> **To do**: Reproduce the records below with "positive clicks" swapped for "foreground clicks" throughout and no other change.

Dataset entries
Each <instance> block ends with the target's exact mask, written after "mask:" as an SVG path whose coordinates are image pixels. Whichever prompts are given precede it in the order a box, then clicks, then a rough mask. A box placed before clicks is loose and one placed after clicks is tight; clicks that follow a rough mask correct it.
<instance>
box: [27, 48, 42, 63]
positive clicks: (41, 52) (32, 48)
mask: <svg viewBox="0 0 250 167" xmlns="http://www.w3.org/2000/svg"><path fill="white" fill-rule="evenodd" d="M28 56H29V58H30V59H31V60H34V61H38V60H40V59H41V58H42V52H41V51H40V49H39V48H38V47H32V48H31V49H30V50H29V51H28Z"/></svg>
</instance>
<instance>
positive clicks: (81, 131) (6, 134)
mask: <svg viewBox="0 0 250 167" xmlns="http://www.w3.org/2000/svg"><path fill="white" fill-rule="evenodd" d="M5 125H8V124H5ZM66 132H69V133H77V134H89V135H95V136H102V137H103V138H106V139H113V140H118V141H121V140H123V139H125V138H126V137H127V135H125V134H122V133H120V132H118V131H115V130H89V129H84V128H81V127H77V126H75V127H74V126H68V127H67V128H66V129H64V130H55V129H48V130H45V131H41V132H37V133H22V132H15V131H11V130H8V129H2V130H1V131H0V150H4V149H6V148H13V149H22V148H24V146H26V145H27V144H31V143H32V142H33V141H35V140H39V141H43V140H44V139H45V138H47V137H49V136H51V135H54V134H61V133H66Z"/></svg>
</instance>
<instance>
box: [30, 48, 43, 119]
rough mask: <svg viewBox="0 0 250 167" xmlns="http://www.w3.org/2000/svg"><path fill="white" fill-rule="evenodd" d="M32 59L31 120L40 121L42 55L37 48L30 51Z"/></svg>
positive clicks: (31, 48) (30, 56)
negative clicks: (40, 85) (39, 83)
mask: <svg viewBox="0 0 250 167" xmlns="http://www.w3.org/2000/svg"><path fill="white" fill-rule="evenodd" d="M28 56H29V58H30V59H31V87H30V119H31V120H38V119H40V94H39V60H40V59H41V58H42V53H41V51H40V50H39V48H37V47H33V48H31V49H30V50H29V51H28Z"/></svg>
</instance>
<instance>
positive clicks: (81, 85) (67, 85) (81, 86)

> **Output**:
Each <instance> block ends with the target's exact mask, written after "mask:" as an SVG path whose coordinates are image pixels. Whichever prompts are given precede it in the order a box, then clicks, then a rough mask. A box placed before clicks is loose and one placed after clicks is tight; clicks that follow a rough mask correct it.
<instance>
box: [27, 48, 42, 63]
foreground clicks: (41, 52) (32, 48)
mask: <svg viewBox="0 0 250 167" xmlns="http://www.w3.org/2000/svg"><path fill="white" fill-rule="evenodd" d="M28 56H29V58H30V59H31V60H34V61H38V60H40V59H41V58H42V52H41V51H40V49H39V48H38V47H32V48H31V49H30V50H29V51H28Z"/></svg>
</instance>
<instance>
foreground clicks: (81, 131) (6, 134)
mask: <svg viewBox="0 0 250 167" xmlns="http://www.w3.org/2000/svg"><path fill="white" fill-rule="evenodd" d="M5 125H8V124H5ZM66 132H69V133H77V134H89V135H95V136H102V137H103V138H106V139H113V140H118V141H121V140H123V139H125V138H126V137H127V135H125V134H122V133H120V132H118V131H115V130H89V129H84V128H81V127H77V126H75V127H74V126H68V127H67V128H66V129H64V130H55V129H48V130H45V131H41V132H37V133H22V132H15V131H11V130H8V129H2V130H1V131H0V150H4V149H6V148H13V149H22V148H24V146H26V145H27V144H31V143H32V142H33V141H35V140H39V141H43V140H44V139H45V138H47V137H49V136H51V135H54V134H61V133H66Z"/></svg>
</instance>
<instance>
box: [30, 48, 43, 119]
rough mask: <svg viewBox="0 0 250 167" xmlns="http://www.w3.org/2000/svg"><path fill="white" fill-rule="evenodd" d="M32 59L31 120L40 121L42 55L37 48L30 51Z"/></svg>
foreground clicks: (31, 48) (30, 56)
negative clicks: (40, 85) (39, 83)
mask: <svg viewBox="0 0 250 167" xmlns="http://www.w3.org/2000/svg"><path fill="white" fill-rule="evenodd" d="M28 56H29V58H30V59H31V87H30V119H31V120H38V119H40V94H39V60H40V59H41V58H42V53H41V51H40V50H39V48H37V47H33V48H31V49H30V50H29V51H28Z"/></svg>
</instance>
<instance>
foreground clicks: (81, 85) (67, 85) (81, 86)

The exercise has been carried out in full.